* _What needs to be done_:
Locate the line containing "TARGET: window pane" in the material below; repeat it and every line after it, exactly as written.

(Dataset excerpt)
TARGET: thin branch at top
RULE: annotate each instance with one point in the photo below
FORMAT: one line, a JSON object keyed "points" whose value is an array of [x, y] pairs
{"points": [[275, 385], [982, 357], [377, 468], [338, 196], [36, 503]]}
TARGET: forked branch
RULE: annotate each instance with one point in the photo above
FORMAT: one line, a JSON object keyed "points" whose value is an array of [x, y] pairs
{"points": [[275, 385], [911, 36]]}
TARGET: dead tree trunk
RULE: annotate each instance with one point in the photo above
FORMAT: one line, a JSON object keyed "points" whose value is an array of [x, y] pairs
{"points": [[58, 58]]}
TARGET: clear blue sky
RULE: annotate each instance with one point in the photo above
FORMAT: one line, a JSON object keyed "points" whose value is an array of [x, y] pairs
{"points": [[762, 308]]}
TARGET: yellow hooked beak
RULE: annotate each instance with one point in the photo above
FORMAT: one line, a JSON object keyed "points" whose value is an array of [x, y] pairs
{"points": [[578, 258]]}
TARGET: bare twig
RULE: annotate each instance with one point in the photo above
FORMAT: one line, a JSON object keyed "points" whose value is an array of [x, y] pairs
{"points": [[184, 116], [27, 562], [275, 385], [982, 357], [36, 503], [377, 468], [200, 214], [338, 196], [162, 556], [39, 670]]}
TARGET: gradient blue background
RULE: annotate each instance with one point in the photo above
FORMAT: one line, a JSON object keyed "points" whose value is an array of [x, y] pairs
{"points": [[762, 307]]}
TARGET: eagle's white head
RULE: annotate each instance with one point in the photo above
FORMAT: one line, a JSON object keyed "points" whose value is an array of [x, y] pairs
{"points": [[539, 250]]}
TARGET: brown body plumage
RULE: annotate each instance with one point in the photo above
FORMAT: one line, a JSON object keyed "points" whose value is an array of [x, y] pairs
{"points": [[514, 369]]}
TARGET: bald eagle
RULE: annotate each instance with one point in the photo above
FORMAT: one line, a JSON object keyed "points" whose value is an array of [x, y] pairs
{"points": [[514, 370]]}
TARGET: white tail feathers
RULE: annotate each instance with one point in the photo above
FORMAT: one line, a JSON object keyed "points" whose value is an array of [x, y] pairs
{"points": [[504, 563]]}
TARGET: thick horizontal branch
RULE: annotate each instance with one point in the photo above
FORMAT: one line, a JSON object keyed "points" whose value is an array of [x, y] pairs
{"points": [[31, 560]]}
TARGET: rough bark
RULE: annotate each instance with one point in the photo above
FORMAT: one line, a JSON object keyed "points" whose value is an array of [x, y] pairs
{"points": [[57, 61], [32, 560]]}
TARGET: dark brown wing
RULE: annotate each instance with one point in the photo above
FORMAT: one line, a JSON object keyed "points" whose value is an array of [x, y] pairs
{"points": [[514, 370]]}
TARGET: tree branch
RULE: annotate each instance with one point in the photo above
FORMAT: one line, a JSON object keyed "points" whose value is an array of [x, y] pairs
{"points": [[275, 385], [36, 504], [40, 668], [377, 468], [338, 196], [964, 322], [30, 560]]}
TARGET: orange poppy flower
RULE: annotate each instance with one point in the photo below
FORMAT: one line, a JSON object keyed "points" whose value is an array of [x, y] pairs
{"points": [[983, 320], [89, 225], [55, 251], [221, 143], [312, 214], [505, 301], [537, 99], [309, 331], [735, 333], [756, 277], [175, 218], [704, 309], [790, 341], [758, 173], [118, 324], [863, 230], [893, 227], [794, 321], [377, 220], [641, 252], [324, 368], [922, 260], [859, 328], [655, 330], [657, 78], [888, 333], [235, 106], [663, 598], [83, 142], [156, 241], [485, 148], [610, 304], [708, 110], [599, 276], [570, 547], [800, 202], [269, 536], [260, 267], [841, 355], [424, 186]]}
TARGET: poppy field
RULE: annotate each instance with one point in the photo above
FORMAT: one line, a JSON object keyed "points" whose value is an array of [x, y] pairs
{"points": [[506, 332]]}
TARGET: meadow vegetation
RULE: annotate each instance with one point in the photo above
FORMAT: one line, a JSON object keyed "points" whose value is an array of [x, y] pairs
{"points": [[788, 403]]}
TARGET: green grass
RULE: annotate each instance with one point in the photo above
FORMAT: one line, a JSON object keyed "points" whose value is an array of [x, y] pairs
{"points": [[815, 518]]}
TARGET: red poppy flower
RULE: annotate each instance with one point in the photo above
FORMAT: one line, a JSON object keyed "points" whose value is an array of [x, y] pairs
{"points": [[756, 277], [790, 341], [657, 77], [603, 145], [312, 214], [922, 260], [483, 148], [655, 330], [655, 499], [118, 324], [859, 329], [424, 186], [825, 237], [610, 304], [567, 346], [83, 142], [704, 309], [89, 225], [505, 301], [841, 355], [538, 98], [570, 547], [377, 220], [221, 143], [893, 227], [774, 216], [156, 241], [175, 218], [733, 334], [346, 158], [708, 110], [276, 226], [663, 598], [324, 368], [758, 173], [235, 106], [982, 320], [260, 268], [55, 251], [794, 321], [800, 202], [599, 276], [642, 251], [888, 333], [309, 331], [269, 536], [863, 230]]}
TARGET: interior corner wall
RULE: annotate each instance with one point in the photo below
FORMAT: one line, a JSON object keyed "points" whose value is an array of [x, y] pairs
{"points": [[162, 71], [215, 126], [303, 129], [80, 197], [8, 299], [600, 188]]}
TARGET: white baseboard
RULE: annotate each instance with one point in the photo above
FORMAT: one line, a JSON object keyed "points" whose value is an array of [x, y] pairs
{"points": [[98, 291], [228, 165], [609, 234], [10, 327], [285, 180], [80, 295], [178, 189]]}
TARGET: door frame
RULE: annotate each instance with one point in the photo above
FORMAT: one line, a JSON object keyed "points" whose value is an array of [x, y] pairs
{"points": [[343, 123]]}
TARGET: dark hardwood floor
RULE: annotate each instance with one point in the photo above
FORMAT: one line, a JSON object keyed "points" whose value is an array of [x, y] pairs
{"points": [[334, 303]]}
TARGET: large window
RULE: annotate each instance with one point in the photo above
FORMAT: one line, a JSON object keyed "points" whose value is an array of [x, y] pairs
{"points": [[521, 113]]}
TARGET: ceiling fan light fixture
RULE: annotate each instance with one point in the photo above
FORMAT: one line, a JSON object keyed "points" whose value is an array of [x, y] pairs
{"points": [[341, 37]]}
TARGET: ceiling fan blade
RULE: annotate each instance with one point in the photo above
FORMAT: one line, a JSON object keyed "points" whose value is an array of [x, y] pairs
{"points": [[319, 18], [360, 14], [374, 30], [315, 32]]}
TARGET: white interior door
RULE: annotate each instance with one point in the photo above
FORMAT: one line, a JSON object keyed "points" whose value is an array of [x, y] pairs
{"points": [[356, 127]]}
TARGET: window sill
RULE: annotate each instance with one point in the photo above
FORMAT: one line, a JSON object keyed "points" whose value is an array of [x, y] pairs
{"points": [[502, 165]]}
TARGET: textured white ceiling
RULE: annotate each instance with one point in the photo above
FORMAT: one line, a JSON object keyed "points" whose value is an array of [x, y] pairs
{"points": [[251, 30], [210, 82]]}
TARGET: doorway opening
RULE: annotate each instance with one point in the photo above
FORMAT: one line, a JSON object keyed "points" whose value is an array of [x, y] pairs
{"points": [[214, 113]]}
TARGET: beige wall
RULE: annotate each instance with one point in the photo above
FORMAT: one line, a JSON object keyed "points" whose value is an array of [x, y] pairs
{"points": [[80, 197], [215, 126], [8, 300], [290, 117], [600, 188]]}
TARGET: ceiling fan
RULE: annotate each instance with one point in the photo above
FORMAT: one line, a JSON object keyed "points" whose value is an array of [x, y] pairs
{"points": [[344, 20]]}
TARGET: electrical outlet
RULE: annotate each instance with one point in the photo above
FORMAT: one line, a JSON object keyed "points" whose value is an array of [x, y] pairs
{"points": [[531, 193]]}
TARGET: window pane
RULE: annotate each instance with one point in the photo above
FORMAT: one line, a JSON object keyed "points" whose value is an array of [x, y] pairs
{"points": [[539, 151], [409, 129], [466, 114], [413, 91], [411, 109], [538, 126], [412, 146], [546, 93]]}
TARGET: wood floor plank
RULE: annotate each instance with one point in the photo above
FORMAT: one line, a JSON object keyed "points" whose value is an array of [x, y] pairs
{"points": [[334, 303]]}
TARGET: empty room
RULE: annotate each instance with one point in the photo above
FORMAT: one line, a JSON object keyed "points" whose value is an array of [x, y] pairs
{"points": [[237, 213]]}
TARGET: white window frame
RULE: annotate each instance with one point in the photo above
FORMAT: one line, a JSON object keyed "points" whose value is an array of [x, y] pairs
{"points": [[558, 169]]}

* _Output below_:
TARGET: window pane
RULE: annotate each instance with one point in the photo above
FORMAT: one line, a JSON object keyed "points" whose value is an array of [x, y] pairs
{"points": [[539, 151], [409, 129], [466, 114], [413, 91], [411, 109], [538, 126], [412, 146], [546, 93]]}
TARGET: wood floor plank
RULE: annotate each instance with one point in the photo above
FORMAT: one line, a JSON object keyed "points" whose value is an array of [x, y] pairs
{"points": [[334, 303]]}
TARGET: empty room
RULE: annotate each instance with one point in the photo above
FORMAT: one line, a JSON object keyed "points" whose value is an array of [x, y] pairs
{"points": [[237, 213]]}
TARGET: white window frame
RULE: annotate each instance with one point in the photo above
FORMAT: one line, a JSON object keyed "points" whose value is an array of [x, y] pairs
{"points": [[558, 169]]}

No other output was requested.